>> begin Data entries
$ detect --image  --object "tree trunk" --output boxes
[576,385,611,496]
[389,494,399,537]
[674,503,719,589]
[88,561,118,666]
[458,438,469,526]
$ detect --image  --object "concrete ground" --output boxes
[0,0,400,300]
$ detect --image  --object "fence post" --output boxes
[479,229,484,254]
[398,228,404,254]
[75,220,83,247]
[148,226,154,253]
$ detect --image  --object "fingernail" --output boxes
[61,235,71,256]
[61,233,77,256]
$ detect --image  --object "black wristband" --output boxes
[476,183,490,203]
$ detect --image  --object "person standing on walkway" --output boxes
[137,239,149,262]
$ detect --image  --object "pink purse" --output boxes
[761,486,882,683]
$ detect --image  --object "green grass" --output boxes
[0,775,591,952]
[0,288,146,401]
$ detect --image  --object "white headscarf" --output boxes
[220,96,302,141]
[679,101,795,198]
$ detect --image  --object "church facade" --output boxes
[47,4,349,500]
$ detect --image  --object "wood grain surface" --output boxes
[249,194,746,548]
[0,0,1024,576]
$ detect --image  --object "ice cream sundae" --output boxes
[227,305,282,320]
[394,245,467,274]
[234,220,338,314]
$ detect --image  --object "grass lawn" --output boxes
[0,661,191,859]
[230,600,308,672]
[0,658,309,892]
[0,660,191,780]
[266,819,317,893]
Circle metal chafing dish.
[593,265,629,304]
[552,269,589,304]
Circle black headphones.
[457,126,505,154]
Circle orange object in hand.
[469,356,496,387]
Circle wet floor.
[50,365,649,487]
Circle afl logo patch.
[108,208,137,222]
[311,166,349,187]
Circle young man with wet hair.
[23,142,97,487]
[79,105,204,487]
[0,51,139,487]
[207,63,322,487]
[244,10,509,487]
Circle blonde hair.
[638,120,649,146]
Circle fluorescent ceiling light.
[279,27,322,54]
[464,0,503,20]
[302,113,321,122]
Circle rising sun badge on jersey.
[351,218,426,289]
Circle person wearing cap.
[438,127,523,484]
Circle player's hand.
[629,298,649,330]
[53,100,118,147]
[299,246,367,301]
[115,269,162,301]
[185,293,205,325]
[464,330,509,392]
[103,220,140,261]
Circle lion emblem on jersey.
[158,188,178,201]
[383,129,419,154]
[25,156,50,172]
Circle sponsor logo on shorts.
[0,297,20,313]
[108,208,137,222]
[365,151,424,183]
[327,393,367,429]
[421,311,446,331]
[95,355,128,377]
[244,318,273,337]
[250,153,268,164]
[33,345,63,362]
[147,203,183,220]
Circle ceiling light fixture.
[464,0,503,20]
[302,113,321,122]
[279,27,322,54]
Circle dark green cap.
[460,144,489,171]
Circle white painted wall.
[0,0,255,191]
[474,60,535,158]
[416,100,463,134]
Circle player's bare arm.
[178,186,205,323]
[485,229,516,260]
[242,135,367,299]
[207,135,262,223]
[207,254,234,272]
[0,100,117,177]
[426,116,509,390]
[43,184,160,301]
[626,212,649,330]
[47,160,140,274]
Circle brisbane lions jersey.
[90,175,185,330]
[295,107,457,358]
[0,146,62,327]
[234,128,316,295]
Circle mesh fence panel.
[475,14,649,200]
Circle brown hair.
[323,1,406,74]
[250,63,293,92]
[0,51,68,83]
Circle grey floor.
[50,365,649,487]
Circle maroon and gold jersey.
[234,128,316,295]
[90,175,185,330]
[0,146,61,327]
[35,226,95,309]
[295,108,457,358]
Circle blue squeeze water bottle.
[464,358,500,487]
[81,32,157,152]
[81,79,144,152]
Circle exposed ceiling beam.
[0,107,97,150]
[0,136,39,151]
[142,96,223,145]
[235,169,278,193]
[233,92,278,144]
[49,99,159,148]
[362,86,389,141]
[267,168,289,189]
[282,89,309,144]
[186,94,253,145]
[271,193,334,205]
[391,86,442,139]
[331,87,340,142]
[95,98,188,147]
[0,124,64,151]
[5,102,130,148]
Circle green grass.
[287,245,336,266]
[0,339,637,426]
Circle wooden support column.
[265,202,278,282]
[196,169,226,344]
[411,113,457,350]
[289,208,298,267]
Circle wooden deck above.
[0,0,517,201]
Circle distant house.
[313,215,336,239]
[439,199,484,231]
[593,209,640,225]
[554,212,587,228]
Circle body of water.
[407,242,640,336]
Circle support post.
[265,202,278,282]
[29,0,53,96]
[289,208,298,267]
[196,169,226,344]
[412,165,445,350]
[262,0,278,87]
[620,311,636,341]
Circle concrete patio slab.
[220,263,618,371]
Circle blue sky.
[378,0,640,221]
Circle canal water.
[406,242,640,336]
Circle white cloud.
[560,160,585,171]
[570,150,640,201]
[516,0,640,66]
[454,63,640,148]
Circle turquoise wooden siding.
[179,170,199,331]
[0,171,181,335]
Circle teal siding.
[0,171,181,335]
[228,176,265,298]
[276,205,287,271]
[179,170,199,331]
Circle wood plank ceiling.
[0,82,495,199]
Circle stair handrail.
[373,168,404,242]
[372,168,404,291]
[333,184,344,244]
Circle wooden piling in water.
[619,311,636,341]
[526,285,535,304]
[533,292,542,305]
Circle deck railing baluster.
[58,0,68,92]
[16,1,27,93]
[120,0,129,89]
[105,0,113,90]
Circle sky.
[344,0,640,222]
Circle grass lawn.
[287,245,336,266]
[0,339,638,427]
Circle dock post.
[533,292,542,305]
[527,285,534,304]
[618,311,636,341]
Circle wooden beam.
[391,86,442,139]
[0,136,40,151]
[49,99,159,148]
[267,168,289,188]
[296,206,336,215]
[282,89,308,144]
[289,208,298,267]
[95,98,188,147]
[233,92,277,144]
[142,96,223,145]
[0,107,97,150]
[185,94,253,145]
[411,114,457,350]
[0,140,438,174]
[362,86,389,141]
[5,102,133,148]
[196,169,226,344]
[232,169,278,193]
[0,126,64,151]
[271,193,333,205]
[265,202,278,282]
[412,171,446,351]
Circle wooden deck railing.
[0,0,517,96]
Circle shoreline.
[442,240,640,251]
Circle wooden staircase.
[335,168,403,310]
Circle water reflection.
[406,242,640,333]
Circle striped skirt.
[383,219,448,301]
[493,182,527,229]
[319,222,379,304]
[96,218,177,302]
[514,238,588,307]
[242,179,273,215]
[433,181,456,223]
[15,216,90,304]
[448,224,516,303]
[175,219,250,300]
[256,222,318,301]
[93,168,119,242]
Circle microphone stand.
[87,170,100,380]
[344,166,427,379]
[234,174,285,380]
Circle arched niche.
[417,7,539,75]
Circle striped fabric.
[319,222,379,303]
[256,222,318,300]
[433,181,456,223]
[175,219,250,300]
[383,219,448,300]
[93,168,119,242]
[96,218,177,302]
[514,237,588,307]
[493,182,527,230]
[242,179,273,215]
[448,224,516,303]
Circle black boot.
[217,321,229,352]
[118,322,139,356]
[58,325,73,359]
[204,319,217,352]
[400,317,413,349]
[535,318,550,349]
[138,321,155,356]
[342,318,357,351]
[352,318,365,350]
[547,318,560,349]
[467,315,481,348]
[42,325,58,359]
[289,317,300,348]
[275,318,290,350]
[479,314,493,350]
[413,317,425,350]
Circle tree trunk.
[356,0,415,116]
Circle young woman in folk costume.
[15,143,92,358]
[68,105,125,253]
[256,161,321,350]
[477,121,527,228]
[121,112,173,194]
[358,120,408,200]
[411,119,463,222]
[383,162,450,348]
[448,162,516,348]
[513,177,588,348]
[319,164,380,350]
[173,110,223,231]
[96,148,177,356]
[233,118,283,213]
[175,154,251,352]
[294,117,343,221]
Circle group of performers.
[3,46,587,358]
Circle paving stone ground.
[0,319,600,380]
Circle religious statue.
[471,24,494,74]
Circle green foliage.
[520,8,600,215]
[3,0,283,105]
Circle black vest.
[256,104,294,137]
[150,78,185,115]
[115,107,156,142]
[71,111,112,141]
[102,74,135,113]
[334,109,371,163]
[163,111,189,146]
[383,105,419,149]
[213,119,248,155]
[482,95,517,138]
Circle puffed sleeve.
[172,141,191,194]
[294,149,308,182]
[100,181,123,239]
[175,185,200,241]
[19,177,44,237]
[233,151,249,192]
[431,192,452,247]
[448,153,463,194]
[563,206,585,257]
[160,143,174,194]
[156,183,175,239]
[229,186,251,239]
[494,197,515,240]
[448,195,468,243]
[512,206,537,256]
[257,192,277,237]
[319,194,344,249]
>> end Data entries
**Stated problem:**
Repeat exactly the lines above, starting with the line that contains "Circle group of performers." and ending with the last line, both included, and nothing else.

**In response:**
Circle group of performers.
[3,46,587,358]
Circle paving stone ground.
[0,319,600,380]
Circle religious statue.
[471,24,494,74]
Circle green foliage.
[520,8,600,215]
[3,0,283,105]
Circle black vest.
[256,104,294,137]
[150,78,185,115]
[115,107,156,142]
[71,111,112,141]
[102,74,135,113]
[334,109,371,163]
[163,111,189,146]
[383,105,419,149]
[213,119,248,155]
[482,95,517,138]
Circle puffed sleeve.
[172,141,191,194]
[294,149,308,182]
[100,181,123,239]
[175,185,200,241]
[19,177,44,237]
[233,151,249,192]
[431,192,452,247]
[448,153,463,194]
[563,206,585,257]
[160,143,174,194]
[156,183,175,239]
[229,186,251,239]
[494,197,515,240]
[448,195,468,243]
[512,206,537,256]
[257,192,277,237]
[319,194,344,249]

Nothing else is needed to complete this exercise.